→ Problem requirements
Show each line of the records below that contains the string "dark". Case counts.

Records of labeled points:
— Start —

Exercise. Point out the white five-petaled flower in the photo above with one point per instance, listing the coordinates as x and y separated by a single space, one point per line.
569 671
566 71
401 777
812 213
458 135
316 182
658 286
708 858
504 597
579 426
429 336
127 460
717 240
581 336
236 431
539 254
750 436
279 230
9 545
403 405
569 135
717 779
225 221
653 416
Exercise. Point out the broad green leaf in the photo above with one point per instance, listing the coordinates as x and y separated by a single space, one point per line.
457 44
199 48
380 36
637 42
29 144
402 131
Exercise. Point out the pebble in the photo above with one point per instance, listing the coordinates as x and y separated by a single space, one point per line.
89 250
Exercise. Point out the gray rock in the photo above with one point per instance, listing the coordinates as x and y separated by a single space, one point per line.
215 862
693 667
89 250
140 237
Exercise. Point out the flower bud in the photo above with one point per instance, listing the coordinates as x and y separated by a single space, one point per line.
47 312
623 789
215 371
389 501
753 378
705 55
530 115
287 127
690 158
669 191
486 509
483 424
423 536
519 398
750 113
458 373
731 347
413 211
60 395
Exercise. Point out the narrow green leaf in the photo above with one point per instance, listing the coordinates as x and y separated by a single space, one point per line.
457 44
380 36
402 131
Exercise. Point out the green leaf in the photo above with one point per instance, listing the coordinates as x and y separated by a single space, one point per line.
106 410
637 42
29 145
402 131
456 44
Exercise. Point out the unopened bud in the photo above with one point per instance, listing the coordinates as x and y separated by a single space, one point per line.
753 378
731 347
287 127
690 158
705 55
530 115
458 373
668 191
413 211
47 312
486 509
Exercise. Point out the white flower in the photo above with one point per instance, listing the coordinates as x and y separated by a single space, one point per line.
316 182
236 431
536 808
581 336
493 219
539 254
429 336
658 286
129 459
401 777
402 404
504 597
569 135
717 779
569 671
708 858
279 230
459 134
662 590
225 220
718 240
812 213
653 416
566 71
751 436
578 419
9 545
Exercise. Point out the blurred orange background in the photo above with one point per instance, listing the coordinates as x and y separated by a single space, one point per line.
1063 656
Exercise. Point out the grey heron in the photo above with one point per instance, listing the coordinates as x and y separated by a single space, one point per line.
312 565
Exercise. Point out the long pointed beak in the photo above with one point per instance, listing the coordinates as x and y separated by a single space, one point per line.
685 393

— End —
— Start —

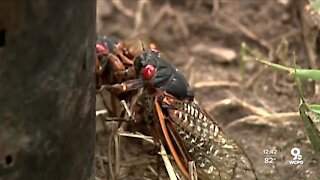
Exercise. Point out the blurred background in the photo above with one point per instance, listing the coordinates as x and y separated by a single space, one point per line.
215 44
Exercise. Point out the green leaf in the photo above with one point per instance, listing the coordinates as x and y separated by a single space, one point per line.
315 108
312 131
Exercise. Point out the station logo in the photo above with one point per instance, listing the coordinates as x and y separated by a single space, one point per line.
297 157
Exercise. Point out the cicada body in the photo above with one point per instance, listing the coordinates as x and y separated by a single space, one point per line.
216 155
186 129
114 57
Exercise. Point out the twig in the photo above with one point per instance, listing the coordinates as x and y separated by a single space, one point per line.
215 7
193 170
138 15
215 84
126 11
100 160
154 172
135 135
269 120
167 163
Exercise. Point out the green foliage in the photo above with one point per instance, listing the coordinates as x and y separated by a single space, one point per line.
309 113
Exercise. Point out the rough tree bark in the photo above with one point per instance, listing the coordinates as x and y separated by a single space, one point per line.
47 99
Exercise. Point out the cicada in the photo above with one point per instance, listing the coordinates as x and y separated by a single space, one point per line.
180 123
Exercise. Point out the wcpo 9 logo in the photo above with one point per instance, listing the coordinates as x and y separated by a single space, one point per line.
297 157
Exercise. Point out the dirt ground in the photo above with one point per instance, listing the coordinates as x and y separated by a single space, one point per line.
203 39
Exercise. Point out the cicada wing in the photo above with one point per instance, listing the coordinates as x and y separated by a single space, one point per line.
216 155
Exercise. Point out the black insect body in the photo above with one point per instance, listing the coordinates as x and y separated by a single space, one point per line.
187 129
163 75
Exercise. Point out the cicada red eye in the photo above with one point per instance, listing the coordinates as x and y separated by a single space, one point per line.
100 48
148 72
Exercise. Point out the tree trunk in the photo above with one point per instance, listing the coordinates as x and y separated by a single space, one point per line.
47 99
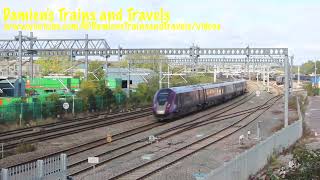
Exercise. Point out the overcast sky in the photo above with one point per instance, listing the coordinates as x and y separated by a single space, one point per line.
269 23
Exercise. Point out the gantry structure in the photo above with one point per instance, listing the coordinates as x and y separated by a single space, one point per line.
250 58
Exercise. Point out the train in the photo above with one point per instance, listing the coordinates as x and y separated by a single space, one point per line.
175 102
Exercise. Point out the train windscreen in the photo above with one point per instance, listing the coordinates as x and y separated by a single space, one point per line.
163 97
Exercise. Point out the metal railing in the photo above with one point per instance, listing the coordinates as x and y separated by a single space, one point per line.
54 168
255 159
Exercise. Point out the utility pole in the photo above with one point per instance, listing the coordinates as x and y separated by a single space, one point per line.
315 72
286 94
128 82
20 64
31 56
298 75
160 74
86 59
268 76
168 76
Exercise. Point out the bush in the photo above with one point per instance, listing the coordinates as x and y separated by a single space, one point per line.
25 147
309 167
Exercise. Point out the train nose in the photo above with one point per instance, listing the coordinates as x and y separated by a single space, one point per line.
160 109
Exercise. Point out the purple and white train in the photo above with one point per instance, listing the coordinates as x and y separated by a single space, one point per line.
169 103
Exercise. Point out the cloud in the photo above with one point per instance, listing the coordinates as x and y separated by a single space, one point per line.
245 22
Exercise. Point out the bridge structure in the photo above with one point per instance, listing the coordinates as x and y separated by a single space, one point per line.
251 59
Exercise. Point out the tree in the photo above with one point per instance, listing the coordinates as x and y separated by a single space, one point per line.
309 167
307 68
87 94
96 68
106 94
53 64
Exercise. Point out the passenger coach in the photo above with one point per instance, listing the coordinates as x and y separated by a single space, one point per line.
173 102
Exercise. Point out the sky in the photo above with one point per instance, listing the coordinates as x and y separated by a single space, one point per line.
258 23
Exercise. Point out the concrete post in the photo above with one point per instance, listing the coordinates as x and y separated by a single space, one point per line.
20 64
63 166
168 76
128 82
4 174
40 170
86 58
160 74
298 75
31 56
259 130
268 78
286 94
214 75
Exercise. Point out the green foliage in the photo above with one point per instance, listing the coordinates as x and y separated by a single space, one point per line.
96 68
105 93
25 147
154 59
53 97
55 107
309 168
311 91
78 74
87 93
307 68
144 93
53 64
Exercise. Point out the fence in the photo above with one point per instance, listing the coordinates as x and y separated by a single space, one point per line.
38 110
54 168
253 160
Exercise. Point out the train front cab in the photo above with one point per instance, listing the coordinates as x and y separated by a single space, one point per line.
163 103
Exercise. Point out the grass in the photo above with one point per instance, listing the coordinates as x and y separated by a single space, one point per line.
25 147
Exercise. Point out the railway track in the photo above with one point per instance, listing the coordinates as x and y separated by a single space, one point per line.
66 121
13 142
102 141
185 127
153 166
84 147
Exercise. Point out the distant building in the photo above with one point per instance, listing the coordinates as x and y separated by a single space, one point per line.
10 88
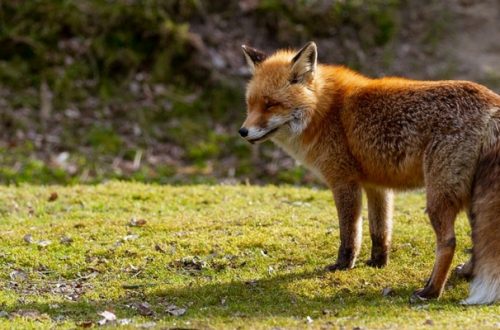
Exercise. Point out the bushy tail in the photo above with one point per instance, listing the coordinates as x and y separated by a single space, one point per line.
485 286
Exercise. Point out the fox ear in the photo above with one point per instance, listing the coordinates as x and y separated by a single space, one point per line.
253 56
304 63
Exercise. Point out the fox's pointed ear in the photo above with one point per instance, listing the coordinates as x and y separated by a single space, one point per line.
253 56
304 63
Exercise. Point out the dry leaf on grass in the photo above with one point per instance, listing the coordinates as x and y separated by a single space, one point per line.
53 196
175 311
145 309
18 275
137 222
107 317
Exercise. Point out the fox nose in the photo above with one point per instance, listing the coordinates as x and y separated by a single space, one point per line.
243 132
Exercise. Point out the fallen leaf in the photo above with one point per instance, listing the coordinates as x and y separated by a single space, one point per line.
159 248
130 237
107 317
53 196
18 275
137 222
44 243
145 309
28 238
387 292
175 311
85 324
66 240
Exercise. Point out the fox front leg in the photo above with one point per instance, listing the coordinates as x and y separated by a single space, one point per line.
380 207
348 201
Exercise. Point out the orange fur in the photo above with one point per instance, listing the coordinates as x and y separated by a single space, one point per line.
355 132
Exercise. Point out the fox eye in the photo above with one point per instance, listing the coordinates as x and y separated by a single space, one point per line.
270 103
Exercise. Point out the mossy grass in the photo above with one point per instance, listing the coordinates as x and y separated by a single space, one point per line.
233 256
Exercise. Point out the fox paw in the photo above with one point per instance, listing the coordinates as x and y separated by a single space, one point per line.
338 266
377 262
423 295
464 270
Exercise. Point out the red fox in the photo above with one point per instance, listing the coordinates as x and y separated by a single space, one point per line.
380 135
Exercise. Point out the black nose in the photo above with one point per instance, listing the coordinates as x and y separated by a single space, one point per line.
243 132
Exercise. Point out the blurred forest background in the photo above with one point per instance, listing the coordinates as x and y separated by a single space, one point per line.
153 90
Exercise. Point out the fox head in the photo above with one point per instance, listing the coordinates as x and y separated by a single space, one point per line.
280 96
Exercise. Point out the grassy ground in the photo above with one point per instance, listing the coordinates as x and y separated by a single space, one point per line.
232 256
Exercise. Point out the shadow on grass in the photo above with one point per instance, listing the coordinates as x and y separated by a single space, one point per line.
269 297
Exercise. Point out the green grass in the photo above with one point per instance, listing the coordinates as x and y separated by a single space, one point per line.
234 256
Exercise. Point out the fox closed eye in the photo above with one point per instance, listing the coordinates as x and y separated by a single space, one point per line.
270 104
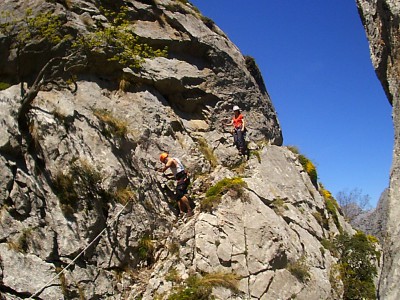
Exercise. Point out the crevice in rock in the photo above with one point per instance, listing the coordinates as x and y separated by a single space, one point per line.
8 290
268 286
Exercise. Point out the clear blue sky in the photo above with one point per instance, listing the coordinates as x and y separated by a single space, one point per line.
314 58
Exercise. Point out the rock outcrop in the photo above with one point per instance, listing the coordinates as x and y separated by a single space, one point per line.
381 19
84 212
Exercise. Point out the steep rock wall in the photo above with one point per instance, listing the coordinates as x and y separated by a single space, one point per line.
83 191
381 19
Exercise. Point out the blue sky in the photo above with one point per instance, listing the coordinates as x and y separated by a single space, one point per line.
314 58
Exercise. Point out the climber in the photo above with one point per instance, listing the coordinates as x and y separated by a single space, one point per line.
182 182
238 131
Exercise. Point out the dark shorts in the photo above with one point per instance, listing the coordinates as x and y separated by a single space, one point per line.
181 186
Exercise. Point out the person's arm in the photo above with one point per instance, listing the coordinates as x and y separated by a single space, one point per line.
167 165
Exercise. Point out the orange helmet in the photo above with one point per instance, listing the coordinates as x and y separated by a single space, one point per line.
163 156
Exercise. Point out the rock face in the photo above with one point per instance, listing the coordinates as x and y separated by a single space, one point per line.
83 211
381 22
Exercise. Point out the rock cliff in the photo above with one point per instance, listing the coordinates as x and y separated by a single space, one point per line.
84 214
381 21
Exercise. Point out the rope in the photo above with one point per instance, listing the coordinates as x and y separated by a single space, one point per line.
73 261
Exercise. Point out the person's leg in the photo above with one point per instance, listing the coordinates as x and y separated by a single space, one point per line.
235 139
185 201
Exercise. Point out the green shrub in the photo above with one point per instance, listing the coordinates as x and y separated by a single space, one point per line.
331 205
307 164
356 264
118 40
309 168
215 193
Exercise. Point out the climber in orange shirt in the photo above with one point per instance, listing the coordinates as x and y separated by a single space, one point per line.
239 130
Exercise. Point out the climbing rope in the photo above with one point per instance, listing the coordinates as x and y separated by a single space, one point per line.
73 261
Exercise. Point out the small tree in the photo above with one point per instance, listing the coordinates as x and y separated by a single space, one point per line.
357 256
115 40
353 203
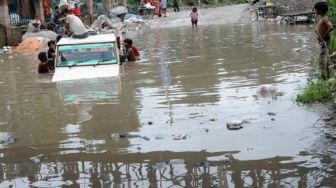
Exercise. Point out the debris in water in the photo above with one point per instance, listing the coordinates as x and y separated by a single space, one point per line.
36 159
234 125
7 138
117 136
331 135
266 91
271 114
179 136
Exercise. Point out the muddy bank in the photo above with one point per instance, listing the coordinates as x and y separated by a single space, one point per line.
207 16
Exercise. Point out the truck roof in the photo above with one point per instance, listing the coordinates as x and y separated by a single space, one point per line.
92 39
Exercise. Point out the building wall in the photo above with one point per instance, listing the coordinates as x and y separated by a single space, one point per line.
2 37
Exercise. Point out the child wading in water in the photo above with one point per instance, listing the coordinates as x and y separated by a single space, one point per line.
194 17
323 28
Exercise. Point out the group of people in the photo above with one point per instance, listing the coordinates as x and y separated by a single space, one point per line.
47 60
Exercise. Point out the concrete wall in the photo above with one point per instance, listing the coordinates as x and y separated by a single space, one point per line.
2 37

— End —
— Start —

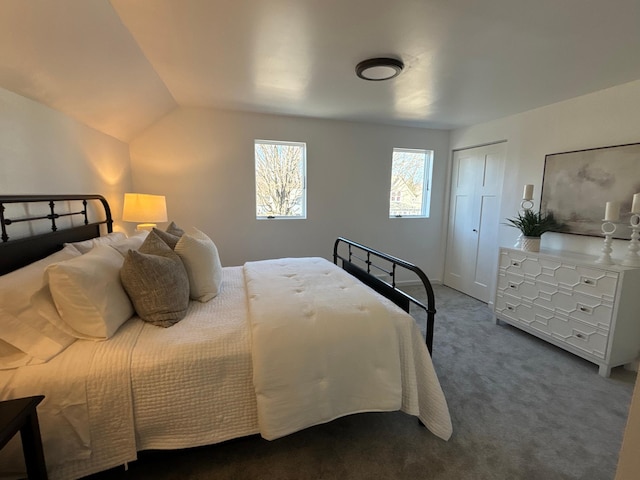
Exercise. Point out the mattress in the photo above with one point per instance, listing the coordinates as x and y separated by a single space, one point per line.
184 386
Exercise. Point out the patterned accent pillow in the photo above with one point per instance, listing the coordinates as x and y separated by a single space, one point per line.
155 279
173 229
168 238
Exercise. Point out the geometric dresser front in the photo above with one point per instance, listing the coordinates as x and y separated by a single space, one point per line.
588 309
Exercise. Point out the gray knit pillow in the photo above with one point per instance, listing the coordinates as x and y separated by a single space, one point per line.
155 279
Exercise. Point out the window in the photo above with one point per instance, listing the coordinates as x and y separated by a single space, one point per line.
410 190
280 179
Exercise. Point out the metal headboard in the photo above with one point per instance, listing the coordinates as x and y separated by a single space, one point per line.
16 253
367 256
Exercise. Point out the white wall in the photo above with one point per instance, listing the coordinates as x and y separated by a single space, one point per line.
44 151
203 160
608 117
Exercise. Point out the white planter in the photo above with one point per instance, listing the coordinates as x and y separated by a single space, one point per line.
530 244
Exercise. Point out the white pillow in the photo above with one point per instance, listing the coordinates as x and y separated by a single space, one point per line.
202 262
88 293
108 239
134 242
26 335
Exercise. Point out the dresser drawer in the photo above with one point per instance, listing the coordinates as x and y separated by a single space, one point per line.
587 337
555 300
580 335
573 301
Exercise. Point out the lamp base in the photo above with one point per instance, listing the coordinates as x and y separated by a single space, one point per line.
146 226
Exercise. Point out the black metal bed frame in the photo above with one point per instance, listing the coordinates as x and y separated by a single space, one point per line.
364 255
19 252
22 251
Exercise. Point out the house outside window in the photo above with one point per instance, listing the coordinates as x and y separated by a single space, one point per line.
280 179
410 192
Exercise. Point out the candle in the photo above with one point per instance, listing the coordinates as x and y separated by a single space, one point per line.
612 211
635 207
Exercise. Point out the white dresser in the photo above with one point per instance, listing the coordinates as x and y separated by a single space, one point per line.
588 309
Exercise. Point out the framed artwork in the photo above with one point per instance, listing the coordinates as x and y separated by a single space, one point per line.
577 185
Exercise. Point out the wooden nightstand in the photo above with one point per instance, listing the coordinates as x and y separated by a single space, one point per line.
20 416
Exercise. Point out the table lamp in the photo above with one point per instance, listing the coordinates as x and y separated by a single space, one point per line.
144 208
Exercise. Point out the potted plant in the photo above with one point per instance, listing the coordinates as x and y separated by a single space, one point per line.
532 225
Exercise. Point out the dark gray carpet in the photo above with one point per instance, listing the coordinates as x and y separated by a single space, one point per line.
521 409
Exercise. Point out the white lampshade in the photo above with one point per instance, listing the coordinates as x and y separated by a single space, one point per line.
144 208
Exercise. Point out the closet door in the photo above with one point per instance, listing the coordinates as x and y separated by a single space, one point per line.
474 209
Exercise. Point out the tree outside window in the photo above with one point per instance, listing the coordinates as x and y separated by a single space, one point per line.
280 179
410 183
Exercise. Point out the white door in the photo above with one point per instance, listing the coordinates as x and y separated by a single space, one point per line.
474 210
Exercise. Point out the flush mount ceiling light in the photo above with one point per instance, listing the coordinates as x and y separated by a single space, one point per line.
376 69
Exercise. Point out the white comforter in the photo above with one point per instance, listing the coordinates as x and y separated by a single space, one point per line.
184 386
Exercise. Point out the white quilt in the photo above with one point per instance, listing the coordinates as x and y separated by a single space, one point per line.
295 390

— End —

→ Reply to the exercise
Exercise. Point out the dark shorts in the photo above with one point per instance, listing the coordinates as x and y separated by a single space, one point per line.
Exercise. Point out the dark gray carpet in the photo above with one point per instance, listing the coordinates as x and y separated by a single space, one point per line.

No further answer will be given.